Set exercise
Return everything from the line containing "Every instance of the man standing" down to the end of the items, copied word for word with nothing added.

Given data
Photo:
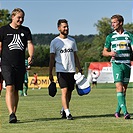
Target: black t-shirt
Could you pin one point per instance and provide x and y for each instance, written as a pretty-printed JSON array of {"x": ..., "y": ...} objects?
[{"x": 14, "y": 43}]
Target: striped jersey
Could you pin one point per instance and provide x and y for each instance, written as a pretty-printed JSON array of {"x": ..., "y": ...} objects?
[{"x": 121, "y": 44}]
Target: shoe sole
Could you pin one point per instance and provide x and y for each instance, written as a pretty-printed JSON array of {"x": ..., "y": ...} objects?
[{"x": 13, "y": 120}]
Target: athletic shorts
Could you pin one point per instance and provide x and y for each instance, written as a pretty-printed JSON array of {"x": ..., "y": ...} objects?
[
  {"x": 13, "y": 76},
  {"x": 121, "y": 72},
  {"x": 66, "y": 80},
  {"x": 94, "y": 82}
]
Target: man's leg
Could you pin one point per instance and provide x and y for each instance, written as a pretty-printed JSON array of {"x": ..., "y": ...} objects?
[
  {"x": 66, "y": 96},
  {"x": 11, "y": 102},
  {"x": 120, "y": 97}
]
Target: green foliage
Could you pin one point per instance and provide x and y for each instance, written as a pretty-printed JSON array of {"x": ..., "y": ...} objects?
[
  {"x": 129, "y": 27},
  {"x": 93, "y": 113},
  {"x": 89, "y": 46}
]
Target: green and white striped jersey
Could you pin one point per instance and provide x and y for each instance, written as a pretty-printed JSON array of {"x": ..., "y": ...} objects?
[{"x": 121, "y": 44}]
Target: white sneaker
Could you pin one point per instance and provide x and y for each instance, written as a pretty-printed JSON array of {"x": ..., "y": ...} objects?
[{"x": 25, "y": 94}]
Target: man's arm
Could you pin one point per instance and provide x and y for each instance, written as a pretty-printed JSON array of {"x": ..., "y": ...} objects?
[
  {"x": 77, "y": 62},
  {"x": 0, "y": 47},
  {"x": 107, "y": 53},
  {"x": 30, "y": 51},
  {"x": 51, "y": 65}
]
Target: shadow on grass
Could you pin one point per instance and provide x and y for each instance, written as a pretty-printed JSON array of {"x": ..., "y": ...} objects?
[{"x": 75, "y": 117}]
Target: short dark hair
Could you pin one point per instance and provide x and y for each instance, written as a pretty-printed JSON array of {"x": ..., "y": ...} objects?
[
  {"x": 61, "y": 21},
  {"x": 119, "y": 17},
  {"x": 17, "y": 10}
]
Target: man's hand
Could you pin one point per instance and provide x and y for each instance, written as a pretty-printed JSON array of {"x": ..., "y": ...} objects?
[{"x": 30, "y": 60}]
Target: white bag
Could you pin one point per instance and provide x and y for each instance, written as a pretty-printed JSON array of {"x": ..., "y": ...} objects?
[{"x": 82, "y": 84}]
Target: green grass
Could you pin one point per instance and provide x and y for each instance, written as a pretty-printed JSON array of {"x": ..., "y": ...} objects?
[{"x": 93, "y": 113}]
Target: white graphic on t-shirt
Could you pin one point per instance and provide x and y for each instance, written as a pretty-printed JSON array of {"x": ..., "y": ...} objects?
[{"x": 16, "y": 43}]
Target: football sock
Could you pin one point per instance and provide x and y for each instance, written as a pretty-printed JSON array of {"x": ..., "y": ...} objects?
[
  {"x": 118, "y": 109},
  {"x": 62, "y": 109},
  {"x": 121, "y": 102},
  {"x": 25, "y": 89},
  {"x": 67, "y": 112}
]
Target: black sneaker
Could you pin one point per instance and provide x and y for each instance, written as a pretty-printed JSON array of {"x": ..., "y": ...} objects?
[
  {"x": 63, "y": 114},
  {"x": 12, "y": 118},
  {"x": 69, "y": 117}
]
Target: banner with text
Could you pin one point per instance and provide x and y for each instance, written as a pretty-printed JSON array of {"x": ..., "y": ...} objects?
[
  {"x": 42, "y": 81},
  {"x": 104, "y": 70}
]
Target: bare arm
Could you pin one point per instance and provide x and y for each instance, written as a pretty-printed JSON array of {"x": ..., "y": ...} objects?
[
  {"x": 51, "y": 65},
  {"x": 77, "y": 62},
  {"x": 0, "y": 47},
  {"x": 108, "y": 53},
  {"x": 30, "y": 51}
]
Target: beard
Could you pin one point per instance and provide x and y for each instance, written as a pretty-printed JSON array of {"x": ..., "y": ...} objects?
[{"x": 65, "y": 33}]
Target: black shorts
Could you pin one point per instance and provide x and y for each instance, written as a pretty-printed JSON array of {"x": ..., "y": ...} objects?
[
  {"x": 13, "y": 76},
  {"x": 94, "y": 82},
  {"x": 66, "y": 80}
]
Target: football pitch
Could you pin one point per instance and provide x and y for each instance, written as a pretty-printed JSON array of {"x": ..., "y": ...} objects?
[{"x": 93, "y": 113}]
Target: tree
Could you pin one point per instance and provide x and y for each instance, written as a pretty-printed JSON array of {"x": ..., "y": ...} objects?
[
  {"x": 5, "y": 17},
  {"x": 129, "y": 27}
]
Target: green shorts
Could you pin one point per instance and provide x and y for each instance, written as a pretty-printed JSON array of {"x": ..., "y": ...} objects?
[{"x": 121, "y": 72}]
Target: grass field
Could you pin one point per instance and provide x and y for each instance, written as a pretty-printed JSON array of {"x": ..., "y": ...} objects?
[{"x": 93, "y": 113}]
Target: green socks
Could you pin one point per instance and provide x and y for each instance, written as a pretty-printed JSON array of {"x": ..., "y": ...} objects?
[{"x": 121, "y": 103}]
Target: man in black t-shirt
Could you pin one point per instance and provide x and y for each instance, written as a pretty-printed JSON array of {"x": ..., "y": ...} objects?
[{"x": 14, "y": 39}]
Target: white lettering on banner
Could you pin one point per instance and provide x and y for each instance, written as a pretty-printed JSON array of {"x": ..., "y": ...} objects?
[
  {"x": 105, "y": 69},
  {"x": 42, "y": 81}
]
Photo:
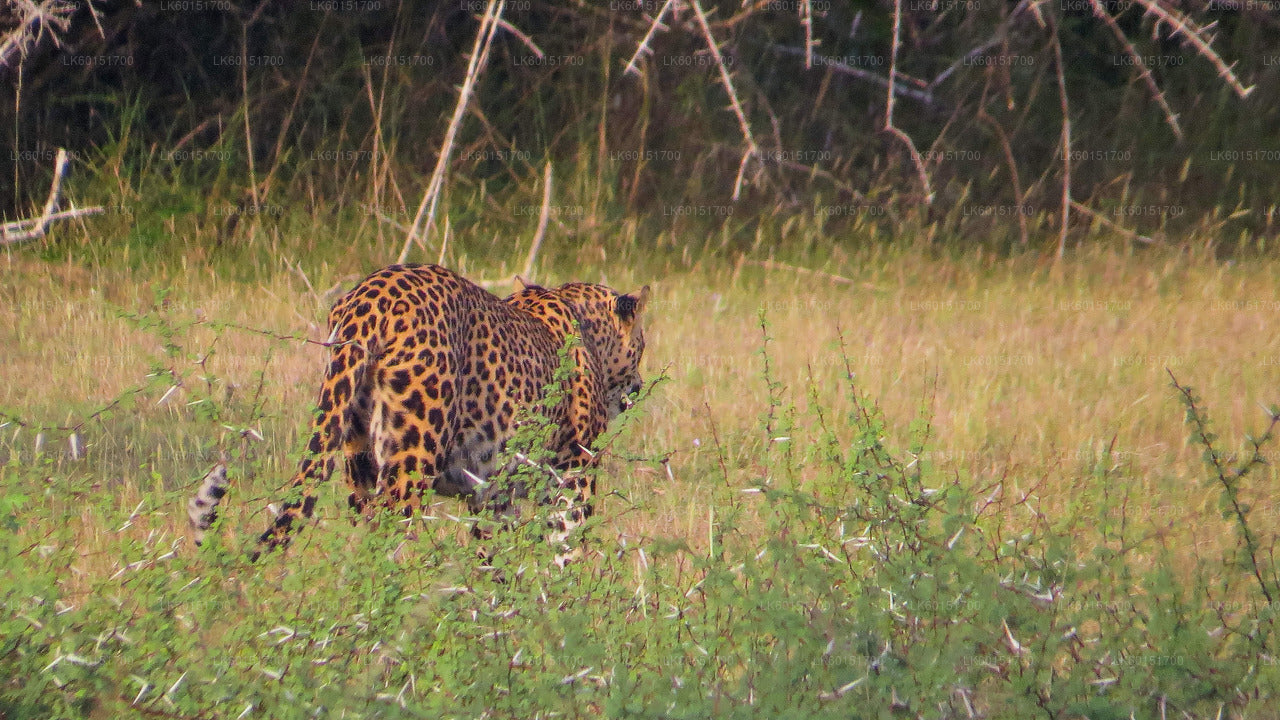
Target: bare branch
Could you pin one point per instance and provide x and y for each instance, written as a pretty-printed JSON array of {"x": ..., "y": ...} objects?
[
  {"x": 35, "y": 21},
  {"x": 1194, "y": 35},
  {"x": 842, "y": 68},
  {"x": 479, "y": 57},
  {"x": 888, "y": 108},
  {"x": 542, "y": 223},
  {"x": 32, "y": 228},
  {"x": 1101, "y": 13},
  {"x": 648, "y": 36},
  {"x": 1065, "y": 140},
  {"x": 752, "y": 149}
]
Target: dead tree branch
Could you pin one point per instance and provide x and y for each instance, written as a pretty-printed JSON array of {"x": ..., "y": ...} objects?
[{"x": 32, "y": 228}]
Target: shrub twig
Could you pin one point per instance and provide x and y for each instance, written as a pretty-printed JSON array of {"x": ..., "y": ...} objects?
[{"x": 1228, "y": 477}]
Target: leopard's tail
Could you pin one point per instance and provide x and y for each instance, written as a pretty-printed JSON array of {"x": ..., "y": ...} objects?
[{"x": 202, "y": 506}]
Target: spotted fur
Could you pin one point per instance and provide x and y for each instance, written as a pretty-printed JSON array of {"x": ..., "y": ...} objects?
[{"x": 428, "y": 377}]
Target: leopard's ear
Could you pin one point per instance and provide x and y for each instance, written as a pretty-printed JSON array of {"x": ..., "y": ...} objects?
[{"x": 629, "y": 306}]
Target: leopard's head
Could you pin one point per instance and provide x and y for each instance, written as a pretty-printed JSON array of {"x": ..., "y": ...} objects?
[{"x": 611, "y": 322}]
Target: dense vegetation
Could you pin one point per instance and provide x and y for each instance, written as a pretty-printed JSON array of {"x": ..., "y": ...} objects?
[{"x": 892, "y": 461}]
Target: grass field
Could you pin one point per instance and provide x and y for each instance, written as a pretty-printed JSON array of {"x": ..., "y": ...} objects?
[{"x": 951, "y": 484}]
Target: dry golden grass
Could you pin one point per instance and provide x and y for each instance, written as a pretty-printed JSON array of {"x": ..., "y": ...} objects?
[{"x": 1032, "y": 374}]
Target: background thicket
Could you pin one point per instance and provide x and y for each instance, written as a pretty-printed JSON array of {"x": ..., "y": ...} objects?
[{"x": 347, "y": 103}]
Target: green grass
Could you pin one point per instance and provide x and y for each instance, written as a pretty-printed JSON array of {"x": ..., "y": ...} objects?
[{"x": 960, "y": 483}]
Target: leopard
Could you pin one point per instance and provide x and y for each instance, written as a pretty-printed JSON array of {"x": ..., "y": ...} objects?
[{"x": 430, "y": 374}]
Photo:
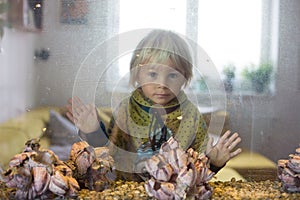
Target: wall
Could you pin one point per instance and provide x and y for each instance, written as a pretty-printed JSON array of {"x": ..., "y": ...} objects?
[
  {"x": 17, "y": 72},
  {"x": 69, "y": 45}
]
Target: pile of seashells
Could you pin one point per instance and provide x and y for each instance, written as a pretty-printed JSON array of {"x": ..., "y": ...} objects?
[
  {"x": 178, "y": 174},
  {"x": 38, "y": 173},
  {"x": 289, "y": 172}
]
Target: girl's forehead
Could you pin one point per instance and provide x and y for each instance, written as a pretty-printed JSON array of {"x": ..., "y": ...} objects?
[{"x": 161, "y": 65}]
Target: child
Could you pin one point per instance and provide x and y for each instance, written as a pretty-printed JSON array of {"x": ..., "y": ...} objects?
[{"x": 161, "y": 66}]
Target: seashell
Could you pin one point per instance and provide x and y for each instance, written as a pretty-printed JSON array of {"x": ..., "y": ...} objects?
[
  {"x": 160, "y": 190},
  {"x": 58, "y": 183},
  {"x": 159, "y": 168},
  {"x": 177, "y": 159},
  {"x": 41, "y": 179},
  {"x": 187, "y": 176}
]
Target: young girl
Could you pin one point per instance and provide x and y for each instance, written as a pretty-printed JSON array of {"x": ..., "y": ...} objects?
[{"x": 161, "y": 66}]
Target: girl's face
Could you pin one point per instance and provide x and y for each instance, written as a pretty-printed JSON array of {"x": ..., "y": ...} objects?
[{"x": 160, "y": 82}]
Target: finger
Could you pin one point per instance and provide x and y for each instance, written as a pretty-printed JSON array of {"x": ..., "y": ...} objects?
[
  {"x": 231, "y": 139},
  {"x": 235, "y": 153},
  {"x": 209, "y": 144},
  {"x": 70, "y": 116},
  {"x": 224, "y": 137},
  {"x": 69, "y": 108},
  {"x": 78, "y": 102},
  {"x": 234, "y": 143}
]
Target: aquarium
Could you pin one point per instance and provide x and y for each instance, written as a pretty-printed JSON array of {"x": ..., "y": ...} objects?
[{"x": 246, "y": 79}]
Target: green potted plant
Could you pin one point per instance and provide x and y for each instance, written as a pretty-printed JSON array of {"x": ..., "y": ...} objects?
[
  {"x": 259, "y": 76},
  {"x": 229, "y": 73}
]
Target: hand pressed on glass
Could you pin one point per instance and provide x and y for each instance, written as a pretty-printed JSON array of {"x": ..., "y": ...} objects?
[
  {"x": 84, "y": 116},
  {"x": 223, "y": 150}
]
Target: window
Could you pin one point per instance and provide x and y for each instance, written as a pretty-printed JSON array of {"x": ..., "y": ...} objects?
[{"x": 228, "y": 31}]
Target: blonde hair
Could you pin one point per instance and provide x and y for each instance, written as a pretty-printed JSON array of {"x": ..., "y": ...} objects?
[{"x": 158, "y": 47}]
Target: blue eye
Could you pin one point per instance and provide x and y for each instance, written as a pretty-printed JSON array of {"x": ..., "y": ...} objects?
[
  {"x": 152, "y": 74},
  {"x": 173, "y": 75}
]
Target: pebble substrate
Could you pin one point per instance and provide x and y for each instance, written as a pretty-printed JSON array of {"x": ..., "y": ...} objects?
[{"x": 221, "y": 190}]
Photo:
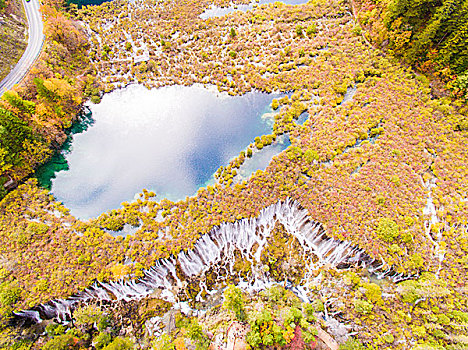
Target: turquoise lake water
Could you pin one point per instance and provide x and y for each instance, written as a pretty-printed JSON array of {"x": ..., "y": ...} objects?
[{"x": 169, "y": 140}]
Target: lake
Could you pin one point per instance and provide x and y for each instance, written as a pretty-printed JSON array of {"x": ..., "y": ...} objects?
[{"x": 169, "y": 140}]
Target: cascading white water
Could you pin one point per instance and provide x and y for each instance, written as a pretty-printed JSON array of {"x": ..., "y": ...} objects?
[{"x": 218, "y": 247}]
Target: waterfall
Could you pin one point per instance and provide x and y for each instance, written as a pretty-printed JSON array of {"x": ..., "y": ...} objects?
[{"x": 217, "y": 248}]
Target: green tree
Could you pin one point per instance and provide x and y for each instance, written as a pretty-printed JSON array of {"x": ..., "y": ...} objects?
[{"x": 234, "y": 301}]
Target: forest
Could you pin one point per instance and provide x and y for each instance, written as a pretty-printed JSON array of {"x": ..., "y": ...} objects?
[{"x": 385, "y": 171}]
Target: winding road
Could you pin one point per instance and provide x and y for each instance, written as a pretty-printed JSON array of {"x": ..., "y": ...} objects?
[{"x": 35, "y": 42}]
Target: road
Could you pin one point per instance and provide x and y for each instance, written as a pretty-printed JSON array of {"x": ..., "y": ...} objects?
[{"x": 35, "y": 41}]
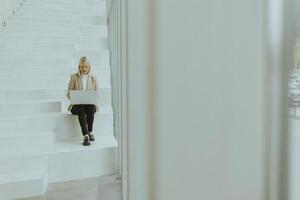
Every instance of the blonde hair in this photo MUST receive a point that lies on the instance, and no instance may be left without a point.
(84, 59)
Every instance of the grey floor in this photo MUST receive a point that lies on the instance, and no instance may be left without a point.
(102, 188)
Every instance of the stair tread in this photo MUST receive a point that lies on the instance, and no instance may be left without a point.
(31, 101)
(63, 146)
(22, 175)
(26, 134)
(48, 88)
(103, 110)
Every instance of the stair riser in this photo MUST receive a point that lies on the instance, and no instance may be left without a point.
(82, 32)
(58, 8)
(102, 74)
(24, 19)
(29, 108)
(50, 62)
(22, 143)
(33, 26)
(30, 188)
(25, 163)
(68, 4)
(17, 31)
(36, 46)
(58, 22)
(34, 95)
(35, 83)
(98, 55)
(62, 14)
(49, 39)
(66, 126)
(94, 162)
(69, 127)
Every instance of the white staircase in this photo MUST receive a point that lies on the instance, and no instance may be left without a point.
(40, 141)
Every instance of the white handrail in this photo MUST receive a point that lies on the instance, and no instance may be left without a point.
(9, 8)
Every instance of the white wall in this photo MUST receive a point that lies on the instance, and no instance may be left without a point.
(210, 68)
(200, 70)
(7, 8)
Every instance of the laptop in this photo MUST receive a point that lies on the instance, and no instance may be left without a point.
(84, 97)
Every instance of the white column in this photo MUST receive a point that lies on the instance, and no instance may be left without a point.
(197, 107)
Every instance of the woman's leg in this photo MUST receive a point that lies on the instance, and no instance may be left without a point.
(90, 111)
(80, 111)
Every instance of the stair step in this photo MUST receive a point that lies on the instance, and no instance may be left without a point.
(34, 62)
(23, 183)
(67, 8)
(26, 53)
(102, 73)
(48, 62)
(62, 14)
(68, 3)
(46, 19)
(65, 124)
(75, 21)
(12, 164)
(33, 94)
(40, 58)
(33, 26)
(23, 108)
(28, 31)
(16, 142)
(57, 148)
(96, 160)
(17, 45)
(40, 82)
(45, 42)
(46, 38)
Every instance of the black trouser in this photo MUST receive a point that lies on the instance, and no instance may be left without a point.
(86, 117)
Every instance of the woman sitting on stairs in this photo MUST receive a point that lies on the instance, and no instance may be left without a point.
(84, 80)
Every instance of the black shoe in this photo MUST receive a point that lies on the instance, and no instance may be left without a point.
(86, 140)
(92, 138)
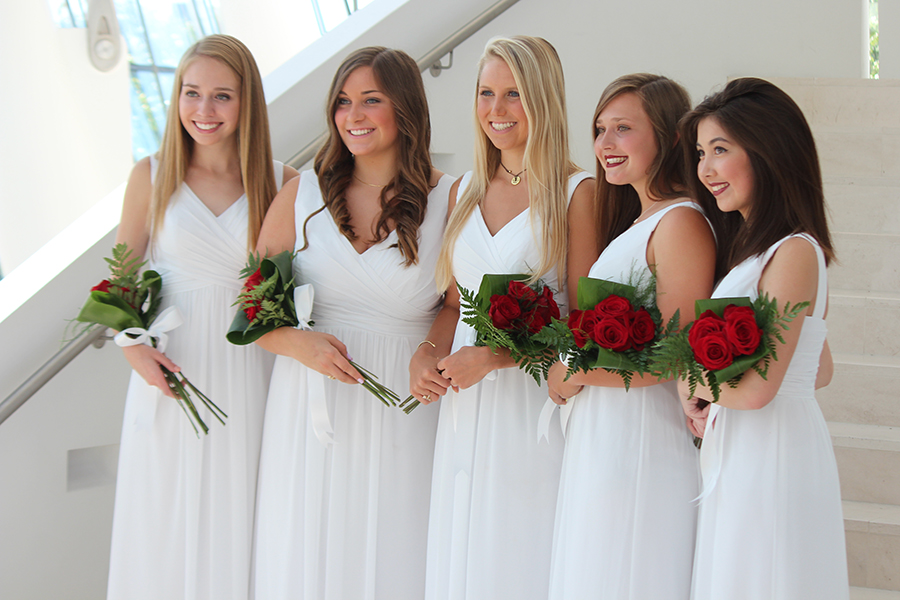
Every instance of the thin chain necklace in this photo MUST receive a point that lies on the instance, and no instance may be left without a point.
(367, 183)
(516, 179)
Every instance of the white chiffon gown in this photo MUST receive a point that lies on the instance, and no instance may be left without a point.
(625, 520)
(183, 517)
(348, 521)
(771, 525)
(494, 487)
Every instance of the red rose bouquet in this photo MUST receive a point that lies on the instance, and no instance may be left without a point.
(507, 313)
(729, 337)
(613, 328)
(270, 299)
(129, 302)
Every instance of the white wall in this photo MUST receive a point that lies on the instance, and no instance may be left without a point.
(700, 43)
(65, 129)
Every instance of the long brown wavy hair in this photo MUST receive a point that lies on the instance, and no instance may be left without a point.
(664, 101)
(405, 199)
(254, 144)
(787, 181)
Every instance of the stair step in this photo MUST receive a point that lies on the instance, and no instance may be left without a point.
(863, 205)
(868, 459)
(863, 593)
(845, 102)
(863, 390)
(873, 547)
(867, 262)
(862, 322)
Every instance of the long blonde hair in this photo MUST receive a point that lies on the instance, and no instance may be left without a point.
(537, 71)
(254, 145)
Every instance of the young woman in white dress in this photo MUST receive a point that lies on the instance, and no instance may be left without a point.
(494, 486)
(343, 515)
(625, 519)
(183, 520)
(770, 523)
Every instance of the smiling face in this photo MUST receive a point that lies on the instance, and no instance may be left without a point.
(625, 143)
(724, 168)
(364, 115)
(209, 104)
(499, 109)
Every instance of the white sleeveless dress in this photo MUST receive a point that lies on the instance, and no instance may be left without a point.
(771, 525)
(625, 520)
(183, 518)
(349, 521)
(494, 488)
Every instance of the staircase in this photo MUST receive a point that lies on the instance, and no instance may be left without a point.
(857, 128)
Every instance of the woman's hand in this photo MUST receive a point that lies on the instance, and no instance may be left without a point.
(696, 409)
(426, 383)
(468, 365)
(146, 361)
(560, 389)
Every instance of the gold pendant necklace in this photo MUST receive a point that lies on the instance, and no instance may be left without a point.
(516, 176)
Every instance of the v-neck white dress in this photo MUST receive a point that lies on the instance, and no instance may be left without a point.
(626, 519)
(348, 521)
(494, 488)
(183, 518)
(771, 523)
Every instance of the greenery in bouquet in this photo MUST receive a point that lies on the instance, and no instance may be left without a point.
(267, 302)
(729, 337)
(129, 302)
(613, 328)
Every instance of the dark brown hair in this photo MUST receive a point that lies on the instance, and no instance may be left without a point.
(404, 200)
(787, 181)
(664, 101)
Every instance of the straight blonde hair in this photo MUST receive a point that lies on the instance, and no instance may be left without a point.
(254, 144)
(538, 74)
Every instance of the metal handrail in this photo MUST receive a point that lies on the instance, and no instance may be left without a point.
(92, 335)
(53, 366)
(308, 152)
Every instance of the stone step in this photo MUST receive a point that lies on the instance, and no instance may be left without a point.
(863, 204)
(856, 153)
(868, 459)
(862, 322)
(873, 549)
(863, 593)
(867, 261)
(845, 102)
(864, 390)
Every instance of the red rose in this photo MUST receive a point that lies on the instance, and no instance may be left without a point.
(613, 333)
(503, 311)
(536, 320)
(643, 329)
(103, 286)
(251, 310)
(521, 292)
(254, 280)
(713, 351)
(741, 330)
(613, 306)
(581, 323)
(708, 323)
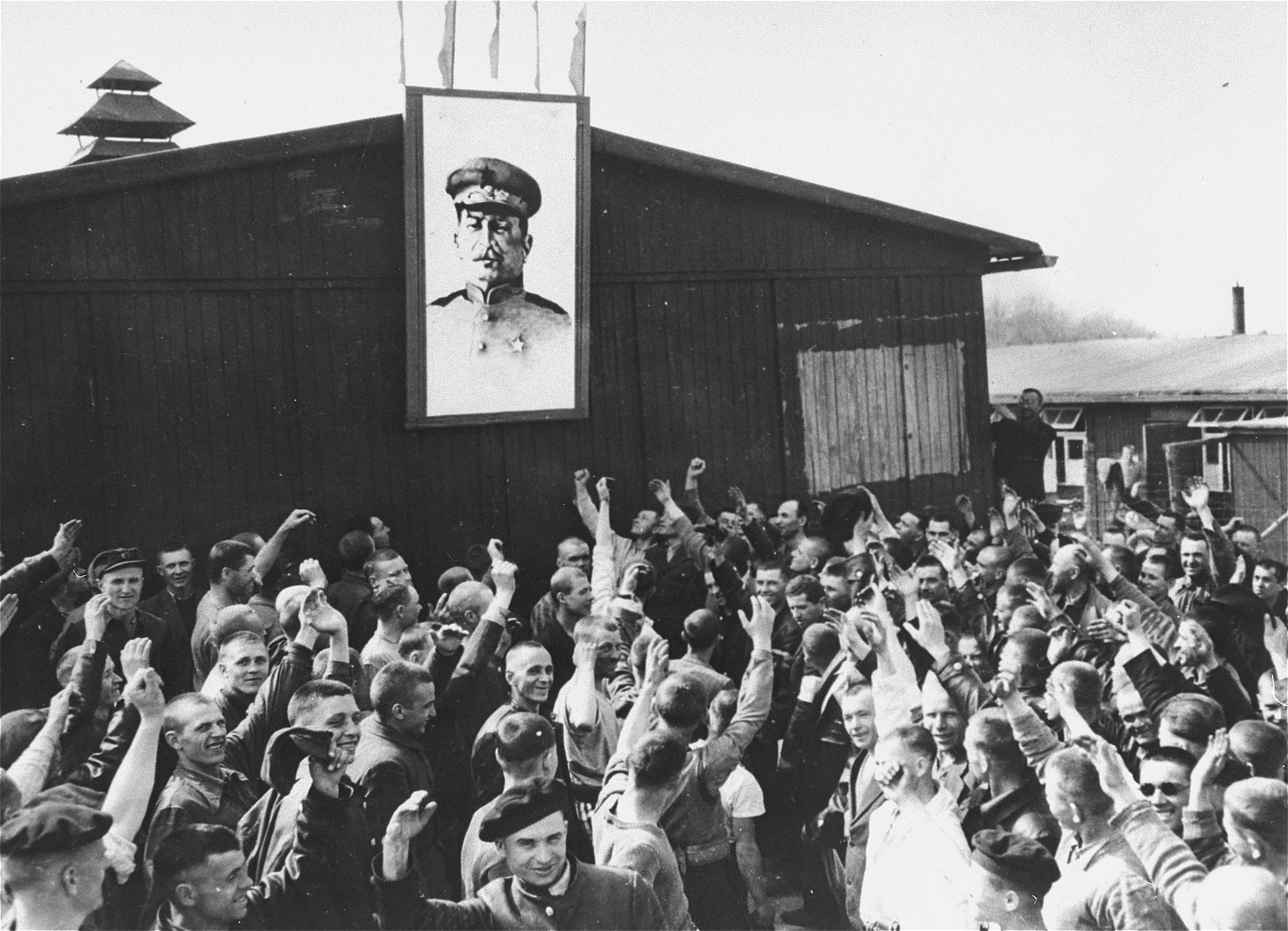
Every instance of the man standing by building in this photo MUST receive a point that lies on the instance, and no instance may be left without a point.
(1020, 443)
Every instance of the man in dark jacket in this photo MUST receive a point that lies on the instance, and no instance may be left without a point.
(1020, 443)
(390, 761)
(546, 890)
(191, 884)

Output for this task
Every instance of the man standing by building in this photo MUST receive a point that lies on the instance, and no instance may be left without a point.
(1020, 443)
Every instance of the man in dark jacket in this photo MUST receive a point that lies on the instance, and no instance may be left without a point.
(1020, 443)
(390, 761)
(546, 890)
(191, 884)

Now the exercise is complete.